§ **Text segment**
--------------------------------------------------

04.05.2020

The revolutionary pandemic: exposing institutional blindness

What is the kind of work without which a society would perish and how do we acknowledge it? Andris Šuvajevs says it like it is: make essential workers the best-paid sector in society and re-establish full employment as a key policy goal.

Over the course of the past 200 years or so, the Leftist thought has repeatedly tried to define for itself the revolutionary unit: is it the factory worker? Or the peasant? Or the oppressed nations of the South? The Italian radicals caught wind of the changing class dynamics but made the honest mistake of abstracting the unit ever further: Agamben spoke of ‘the unrepresentables’; Negri – of ‘the multitude’. In the last decade, we saw the emergence of ‘the 99 per cent’ successfully combining the two elements such a unit demands: one’s ability to identify with it while finding comfort in the fact that many others do as well. It seems as if the political struggle for social justice cannot go on without a definition of who seems to be the most oppressed and who has to do the fighting. The challenge abounds when the class of the oppressed expands, when such oppression gives rise to diverging experiences of it, exacerbating the ability to translate between different worlds. One no longer fights, but does semantics.

--------------------------------------------------

§ **Extracted material**
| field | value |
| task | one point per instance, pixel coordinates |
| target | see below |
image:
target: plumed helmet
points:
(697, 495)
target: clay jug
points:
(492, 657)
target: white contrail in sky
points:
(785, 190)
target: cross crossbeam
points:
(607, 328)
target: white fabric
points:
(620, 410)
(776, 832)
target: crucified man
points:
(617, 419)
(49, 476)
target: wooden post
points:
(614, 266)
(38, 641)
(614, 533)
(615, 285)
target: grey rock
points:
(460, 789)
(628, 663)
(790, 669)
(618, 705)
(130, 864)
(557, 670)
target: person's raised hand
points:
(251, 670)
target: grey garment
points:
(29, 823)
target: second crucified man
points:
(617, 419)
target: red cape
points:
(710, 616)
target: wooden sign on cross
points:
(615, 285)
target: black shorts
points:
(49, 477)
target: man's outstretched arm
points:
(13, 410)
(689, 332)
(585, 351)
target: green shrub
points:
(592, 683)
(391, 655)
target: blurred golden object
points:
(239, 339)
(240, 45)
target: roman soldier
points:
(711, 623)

--------------------------------------------------

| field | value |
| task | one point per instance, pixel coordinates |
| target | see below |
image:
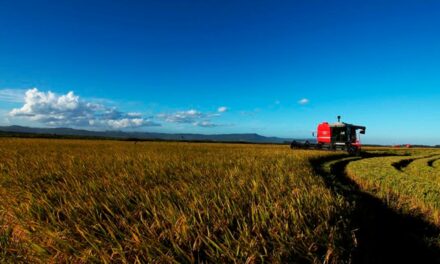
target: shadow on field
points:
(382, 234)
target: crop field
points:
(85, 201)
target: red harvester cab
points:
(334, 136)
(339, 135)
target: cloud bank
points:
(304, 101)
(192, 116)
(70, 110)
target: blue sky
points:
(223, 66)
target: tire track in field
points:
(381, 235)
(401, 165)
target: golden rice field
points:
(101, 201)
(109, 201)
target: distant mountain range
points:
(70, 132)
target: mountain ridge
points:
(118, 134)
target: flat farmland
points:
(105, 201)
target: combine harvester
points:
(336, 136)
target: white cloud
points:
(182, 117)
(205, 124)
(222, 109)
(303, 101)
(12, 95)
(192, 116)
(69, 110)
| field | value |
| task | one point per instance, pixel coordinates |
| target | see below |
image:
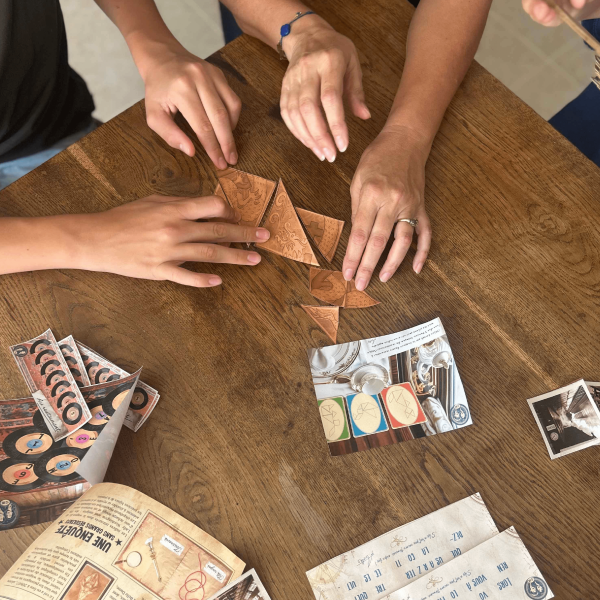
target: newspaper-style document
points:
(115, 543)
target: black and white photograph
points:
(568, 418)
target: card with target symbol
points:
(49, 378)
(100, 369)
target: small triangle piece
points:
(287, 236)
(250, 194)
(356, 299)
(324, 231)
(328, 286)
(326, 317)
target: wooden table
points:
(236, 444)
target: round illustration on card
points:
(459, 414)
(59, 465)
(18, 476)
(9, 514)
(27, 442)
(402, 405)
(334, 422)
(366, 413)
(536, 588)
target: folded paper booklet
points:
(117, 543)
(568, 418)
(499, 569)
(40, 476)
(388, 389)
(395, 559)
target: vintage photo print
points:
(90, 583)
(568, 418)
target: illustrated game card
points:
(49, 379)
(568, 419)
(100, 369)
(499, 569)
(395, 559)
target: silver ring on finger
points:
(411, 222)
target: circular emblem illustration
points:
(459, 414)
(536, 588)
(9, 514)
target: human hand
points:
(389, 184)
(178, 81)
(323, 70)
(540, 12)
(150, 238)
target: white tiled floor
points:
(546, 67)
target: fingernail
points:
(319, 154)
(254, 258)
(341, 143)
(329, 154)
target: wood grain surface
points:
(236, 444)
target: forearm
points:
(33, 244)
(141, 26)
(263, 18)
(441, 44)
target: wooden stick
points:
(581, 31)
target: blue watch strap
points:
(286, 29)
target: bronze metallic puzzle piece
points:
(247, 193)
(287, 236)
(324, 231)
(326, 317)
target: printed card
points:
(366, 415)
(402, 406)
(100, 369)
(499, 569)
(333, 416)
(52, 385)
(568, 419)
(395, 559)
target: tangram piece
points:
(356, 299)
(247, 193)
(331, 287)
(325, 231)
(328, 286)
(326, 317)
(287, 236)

--------------------------------------------------

§ **Work required**
Reproduce the full text about the revolutionary pandemic and institutional blindness from the top of the page, word for word, from its date line through its final sentence.

§ **Expected answer**
04.05.2020

The revolutionary pandemic: exposing institutional blindness

What is the kind of work without which a society would perish and how do we acknowledge it? Andris Šuvajevs says it like it is: make essential workers the best-paid sector in society and re-establish full employment as a key policy goal.

Over the course of the past 200 years or so, the Leftist thought has repeatedly tried to define for itself the revolutionary unit: is it the factory worker? Or the peasant? Or the oppressed nations of the South? The Italian radicals caught wind of the changing class dynamics but made the honest mistake of abstracting the unit ever further: Agamben spoke of ‘the unrepresentables’; Negri – of ‘the multitude’. In the last decade, we saw the emergence of ‘the 99 per cent’ successfully combining the two elements such a unit demands: one’s ability to identify with it while finding comfort in the fact that many others do as well. It seems as if the political struggle for social justice cannot go on without a definition of who seems to be the most oppressed and who has to do the fighting. The challenge abounds when the class of the oppressed expands, when such oppression gives rise to diverging experiences of it, exacerbating the ability to translate between different worlds. One no longer fights, but does semantics.